• [REQUEST]:
Reproduce as a numbered list every line in the rows below, from the line containing "trace seashell, every instance" down to the line containing "114 44 L 120", including both, and omit any blank lines.

• [STORED DATA]:
►

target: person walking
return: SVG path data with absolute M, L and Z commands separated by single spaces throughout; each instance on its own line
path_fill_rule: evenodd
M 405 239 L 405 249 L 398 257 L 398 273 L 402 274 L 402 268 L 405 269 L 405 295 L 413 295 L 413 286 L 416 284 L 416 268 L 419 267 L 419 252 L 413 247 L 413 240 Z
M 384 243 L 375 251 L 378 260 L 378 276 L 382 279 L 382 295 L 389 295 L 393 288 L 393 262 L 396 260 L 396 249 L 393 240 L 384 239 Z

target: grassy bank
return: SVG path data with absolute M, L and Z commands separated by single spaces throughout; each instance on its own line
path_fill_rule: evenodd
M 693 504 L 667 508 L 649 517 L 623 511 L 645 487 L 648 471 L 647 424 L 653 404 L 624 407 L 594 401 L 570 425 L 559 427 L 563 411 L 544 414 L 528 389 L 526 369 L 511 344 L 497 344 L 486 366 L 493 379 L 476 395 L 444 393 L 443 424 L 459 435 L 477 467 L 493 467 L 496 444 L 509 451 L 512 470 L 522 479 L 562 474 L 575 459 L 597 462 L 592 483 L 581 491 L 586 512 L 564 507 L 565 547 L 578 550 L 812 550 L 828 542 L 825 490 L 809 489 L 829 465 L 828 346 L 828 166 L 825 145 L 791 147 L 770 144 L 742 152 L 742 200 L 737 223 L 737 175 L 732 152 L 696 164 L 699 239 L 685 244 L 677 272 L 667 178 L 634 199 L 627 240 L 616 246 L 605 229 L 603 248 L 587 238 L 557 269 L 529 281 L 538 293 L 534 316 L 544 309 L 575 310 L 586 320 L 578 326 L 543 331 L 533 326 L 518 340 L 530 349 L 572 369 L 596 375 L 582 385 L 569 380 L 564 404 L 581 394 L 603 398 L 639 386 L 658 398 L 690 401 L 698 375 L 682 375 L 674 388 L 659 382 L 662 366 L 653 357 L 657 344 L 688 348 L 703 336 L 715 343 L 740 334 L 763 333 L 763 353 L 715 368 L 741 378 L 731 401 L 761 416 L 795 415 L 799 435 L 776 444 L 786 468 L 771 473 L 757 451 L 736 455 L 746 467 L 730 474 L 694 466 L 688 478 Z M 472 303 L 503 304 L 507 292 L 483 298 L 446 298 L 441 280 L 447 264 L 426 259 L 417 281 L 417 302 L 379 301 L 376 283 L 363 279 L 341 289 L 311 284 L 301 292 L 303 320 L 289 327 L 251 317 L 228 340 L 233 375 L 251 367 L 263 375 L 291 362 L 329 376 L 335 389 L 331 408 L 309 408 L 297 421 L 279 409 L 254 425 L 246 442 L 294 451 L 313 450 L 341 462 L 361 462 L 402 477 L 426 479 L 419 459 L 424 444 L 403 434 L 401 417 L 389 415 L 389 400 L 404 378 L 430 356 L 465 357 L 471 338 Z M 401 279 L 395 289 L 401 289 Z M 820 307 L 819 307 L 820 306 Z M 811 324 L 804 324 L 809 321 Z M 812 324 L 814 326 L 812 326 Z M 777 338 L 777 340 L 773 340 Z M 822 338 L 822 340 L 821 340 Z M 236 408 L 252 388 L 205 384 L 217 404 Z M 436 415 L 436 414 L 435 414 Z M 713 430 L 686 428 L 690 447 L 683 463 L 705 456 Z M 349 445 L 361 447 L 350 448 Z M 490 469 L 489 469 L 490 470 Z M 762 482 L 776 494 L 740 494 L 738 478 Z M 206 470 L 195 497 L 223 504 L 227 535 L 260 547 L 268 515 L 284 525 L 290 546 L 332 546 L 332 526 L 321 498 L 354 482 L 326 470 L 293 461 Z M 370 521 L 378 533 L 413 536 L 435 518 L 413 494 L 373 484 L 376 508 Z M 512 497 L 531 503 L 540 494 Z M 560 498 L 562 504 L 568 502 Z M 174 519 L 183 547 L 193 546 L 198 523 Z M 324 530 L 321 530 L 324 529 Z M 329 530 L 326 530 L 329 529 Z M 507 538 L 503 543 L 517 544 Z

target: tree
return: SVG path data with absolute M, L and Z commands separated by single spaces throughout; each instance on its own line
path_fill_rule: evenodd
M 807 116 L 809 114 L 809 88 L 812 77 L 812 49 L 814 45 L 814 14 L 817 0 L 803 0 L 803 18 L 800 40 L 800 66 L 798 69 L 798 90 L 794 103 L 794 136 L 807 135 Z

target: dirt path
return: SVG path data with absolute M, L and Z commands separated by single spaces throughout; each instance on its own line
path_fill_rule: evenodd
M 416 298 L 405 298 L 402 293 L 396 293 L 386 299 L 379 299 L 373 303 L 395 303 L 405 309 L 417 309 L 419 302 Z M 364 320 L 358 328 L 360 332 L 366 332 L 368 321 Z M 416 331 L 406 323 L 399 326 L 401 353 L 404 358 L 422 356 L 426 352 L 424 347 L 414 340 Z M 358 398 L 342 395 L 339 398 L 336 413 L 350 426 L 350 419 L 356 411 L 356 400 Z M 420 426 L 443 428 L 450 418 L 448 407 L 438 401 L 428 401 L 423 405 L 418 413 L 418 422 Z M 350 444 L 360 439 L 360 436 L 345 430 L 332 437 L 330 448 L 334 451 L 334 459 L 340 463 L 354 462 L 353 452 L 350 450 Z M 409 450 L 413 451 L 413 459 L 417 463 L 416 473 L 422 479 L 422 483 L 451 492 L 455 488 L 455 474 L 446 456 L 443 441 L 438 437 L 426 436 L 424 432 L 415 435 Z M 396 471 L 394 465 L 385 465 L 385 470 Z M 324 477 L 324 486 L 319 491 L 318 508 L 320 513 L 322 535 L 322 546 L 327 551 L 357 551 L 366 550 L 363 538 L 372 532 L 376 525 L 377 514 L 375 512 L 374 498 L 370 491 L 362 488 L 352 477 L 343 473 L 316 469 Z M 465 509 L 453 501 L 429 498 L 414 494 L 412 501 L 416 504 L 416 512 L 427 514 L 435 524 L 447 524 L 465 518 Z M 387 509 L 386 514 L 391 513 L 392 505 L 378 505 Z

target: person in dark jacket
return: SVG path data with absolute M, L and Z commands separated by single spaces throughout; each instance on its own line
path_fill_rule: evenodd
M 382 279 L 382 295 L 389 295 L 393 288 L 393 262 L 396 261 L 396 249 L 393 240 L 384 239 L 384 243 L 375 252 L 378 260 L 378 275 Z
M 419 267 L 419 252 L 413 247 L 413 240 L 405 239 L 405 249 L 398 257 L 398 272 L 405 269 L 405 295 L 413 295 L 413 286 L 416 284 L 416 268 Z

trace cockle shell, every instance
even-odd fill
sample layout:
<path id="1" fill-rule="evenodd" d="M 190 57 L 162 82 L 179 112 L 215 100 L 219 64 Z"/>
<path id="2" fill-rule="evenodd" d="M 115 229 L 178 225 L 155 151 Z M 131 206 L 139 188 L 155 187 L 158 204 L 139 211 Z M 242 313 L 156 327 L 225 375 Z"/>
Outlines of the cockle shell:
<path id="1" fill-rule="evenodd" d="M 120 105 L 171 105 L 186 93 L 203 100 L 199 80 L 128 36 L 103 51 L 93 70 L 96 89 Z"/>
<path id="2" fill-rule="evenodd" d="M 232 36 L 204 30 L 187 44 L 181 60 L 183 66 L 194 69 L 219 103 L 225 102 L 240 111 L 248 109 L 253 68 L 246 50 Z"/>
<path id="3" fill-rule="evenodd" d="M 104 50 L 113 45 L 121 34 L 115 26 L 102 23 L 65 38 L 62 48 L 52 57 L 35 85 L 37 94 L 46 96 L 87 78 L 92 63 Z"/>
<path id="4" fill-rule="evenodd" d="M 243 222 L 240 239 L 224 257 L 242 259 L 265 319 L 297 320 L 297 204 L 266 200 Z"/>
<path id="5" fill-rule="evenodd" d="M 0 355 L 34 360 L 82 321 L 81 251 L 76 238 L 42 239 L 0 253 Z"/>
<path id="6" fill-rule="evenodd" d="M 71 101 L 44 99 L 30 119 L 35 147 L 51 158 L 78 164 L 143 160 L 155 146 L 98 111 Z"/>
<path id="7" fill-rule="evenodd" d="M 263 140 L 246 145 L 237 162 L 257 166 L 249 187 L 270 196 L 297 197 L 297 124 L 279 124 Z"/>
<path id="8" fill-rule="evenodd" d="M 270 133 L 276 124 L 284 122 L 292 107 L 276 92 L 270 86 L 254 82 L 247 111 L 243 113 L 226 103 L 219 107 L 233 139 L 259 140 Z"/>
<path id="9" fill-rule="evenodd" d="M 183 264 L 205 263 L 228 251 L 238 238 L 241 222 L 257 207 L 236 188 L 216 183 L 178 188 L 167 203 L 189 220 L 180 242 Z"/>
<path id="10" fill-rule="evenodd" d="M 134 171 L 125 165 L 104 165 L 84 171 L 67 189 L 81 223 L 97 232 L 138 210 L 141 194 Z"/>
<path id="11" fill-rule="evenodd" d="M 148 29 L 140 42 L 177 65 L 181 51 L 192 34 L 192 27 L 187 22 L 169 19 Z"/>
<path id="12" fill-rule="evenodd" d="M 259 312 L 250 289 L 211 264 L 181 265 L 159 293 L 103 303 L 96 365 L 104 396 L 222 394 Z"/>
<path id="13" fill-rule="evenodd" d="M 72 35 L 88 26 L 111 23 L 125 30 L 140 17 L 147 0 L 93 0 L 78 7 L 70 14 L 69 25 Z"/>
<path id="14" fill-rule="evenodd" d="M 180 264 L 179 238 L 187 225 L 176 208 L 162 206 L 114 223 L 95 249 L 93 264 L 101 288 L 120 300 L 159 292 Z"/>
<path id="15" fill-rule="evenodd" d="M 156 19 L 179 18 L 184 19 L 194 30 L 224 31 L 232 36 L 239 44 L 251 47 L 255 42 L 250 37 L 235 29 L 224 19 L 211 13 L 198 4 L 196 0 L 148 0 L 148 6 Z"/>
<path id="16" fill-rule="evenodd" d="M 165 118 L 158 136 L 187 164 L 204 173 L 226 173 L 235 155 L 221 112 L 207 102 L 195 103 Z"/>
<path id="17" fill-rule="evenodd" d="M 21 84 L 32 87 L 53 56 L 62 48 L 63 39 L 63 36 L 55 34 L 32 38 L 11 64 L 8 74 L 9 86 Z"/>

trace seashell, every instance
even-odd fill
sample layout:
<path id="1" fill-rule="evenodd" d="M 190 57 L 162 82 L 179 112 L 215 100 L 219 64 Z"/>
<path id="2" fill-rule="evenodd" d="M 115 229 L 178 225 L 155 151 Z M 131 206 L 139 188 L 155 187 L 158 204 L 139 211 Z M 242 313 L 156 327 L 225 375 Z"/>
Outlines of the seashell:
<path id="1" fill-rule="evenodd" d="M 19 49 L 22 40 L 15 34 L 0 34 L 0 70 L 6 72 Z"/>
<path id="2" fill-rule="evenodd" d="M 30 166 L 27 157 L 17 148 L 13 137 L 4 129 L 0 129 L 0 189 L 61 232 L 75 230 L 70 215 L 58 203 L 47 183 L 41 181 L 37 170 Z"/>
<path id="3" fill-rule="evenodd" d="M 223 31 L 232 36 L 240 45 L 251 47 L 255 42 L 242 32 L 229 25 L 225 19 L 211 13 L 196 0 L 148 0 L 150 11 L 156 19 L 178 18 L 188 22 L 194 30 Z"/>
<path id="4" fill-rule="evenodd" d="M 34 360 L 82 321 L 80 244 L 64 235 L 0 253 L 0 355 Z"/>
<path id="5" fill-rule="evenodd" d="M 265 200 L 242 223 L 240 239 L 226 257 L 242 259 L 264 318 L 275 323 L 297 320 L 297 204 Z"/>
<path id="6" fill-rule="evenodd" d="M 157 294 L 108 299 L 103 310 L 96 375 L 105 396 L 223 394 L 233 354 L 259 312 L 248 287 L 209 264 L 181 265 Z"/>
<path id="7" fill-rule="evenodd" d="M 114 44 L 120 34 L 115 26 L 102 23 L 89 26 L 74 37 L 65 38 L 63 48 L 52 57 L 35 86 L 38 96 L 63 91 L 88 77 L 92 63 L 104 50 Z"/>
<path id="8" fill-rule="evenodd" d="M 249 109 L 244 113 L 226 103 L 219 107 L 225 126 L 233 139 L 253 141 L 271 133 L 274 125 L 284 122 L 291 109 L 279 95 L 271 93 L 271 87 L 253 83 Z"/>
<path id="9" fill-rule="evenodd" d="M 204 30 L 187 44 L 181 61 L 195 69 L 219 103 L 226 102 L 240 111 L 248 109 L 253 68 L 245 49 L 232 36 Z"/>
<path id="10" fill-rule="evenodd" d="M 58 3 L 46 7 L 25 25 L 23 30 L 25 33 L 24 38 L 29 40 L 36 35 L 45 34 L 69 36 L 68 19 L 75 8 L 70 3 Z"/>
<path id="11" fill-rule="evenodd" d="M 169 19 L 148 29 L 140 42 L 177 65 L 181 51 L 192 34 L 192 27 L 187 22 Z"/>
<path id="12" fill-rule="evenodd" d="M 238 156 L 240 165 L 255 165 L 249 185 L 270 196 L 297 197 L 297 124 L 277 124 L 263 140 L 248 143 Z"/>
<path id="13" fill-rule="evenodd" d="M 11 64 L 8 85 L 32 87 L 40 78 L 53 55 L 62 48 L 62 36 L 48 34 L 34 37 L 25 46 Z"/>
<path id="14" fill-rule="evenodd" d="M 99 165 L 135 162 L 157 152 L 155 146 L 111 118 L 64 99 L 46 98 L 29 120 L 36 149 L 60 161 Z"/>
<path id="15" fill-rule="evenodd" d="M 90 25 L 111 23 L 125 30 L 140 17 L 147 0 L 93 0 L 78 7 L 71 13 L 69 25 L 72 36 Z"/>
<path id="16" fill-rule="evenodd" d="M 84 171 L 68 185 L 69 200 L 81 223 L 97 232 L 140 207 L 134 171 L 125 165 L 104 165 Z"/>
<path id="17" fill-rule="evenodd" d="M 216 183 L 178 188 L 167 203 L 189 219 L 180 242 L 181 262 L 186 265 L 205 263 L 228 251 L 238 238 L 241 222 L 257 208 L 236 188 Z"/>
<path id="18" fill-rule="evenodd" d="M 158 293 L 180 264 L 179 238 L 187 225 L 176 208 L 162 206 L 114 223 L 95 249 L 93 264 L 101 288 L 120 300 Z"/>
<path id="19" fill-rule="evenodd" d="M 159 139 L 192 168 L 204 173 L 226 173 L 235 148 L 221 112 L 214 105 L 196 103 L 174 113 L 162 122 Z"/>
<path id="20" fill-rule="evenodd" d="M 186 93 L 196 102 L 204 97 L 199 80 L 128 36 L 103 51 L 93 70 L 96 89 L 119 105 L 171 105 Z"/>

◄

• [TASK RESULT]:
1. trace seashell, every instance
2. even-odd fill
3. sample layout:
4. <path id="1" fill-rule="evenodd" d="M 190 57 L 162 82 L 179 112 L 215 100 L 219 64 Z"/>
5. <path id="2" fill-rule="evenodd" d="M 115 229 L 178 225 L 155 151 Z M 131 206 L 139 188 L 155 187 L 158 204 L 139 211 Z M 242 313 L 156 327 L 225 375 Z"/>
6. Outlines of the seashell:
7. <path id="1" fill-rule="evenodd" d="M 19 49 L 22 40 L 15 34 L 0 34 L 0 70 L 6 72 Z"/>
8. <path id="2" fill-rule="evenodd" d="M 30 166 L 27 157 L 17 148 L 13 137 L 4 129 L 0 129 L 0 189 L 61 232 L 75 230 L 70 215 L 58 203 L 47 183 L 41 181 L 37 170 Z"/>
9. <path id="3" fill-rule="evenodd" d="M 223 31 L 232 36 L 240 45 L 251 47 L 255 42 L 242 32 L 229 25 L 225 19 L 211 13 L 196 0 L 148 0 L 150 11 L 156 19 L 178 18 L 188 22 L 194 30 Z"/>
10. <path id="4" fill-rule="evenodd" d="M 34 360 L 82 321 L 80 244 L 64 235 L 0 253 L 0 355 Z"/>
11. <path id="5" fill-rule="evenodd" d="M 265 200 L 242 223 L 240 239 L 226 257 L 242 259 L 264 318 L 275 323 L 297 320 L 297 204 Z"/>
12. <path id="6" fill-rule="evenodd" d="M 157 294 L 108 299 L 103 310 L 96 375 L 105 396 L 223 394 L 233 354 L 259 312 L 248 287 L 209 264 L 181 265 Z"/>
13. <path id="7" fill-rule="evenodd" d="M 114 44 L 120 34 L 115 26 L 102 23 L 89 26 L 74 37 L 65 38 L 63 48 L 52 57 L 35 86 L 38 96 L 63 91 L 88 77 L 92 63 L 104 50 Z"/>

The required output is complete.